ENTRIES:
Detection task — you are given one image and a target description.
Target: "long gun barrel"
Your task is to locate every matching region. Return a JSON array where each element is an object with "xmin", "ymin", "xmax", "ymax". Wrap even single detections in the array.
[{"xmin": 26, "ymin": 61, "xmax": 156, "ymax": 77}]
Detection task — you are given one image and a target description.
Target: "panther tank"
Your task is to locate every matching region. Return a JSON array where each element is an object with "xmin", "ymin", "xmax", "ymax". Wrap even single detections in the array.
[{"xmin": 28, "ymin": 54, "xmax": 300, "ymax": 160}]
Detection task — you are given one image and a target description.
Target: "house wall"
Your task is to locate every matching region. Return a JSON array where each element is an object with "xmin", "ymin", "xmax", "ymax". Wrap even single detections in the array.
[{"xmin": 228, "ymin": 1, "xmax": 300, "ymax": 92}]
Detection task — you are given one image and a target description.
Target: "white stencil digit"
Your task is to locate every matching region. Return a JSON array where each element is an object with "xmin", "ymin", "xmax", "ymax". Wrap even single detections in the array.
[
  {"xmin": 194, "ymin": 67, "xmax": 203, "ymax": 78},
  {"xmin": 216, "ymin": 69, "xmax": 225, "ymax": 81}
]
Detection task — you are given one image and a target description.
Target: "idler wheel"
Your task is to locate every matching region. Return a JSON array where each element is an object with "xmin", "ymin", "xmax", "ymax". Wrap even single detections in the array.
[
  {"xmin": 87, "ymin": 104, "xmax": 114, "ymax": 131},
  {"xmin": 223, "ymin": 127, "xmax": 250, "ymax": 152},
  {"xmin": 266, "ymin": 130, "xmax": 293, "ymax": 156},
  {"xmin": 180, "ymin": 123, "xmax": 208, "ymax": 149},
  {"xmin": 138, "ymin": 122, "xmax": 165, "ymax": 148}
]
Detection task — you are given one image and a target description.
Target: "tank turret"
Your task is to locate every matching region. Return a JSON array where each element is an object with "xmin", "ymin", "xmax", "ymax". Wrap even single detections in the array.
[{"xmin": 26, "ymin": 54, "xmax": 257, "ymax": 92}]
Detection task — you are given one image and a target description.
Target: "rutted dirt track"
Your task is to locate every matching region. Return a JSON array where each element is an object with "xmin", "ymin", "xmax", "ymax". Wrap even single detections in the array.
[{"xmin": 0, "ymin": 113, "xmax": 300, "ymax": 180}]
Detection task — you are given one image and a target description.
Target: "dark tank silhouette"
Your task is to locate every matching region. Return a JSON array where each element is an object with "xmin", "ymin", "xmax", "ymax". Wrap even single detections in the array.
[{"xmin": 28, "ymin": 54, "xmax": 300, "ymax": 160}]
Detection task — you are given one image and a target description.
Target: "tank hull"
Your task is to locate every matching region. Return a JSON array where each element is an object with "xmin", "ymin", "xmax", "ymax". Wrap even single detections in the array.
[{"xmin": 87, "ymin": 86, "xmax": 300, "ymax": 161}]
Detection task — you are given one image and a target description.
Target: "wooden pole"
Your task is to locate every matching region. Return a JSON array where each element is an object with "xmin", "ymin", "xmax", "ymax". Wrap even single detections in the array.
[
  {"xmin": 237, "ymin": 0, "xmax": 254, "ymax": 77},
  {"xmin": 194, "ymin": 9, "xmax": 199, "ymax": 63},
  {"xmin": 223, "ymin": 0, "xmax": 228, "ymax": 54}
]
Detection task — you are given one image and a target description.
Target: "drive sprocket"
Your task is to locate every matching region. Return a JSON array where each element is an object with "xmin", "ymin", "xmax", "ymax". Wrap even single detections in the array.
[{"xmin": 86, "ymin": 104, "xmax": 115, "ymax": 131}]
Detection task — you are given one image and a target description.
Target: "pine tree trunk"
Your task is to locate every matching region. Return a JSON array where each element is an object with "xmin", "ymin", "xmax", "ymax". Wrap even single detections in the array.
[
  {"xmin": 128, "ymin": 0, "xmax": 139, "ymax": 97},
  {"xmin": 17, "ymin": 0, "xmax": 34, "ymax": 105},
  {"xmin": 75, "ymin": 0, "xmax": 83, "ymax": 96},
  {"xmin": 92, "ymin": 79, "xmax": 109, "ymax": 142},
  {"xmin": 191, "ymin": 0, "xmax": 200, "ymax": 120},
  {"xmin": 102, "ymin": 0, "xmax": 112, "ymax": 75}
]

REQUIREMENT: How many lines in the material above contain the string "tank"? Case counts. Reply with the number alone.

TASK OUTPUT: 4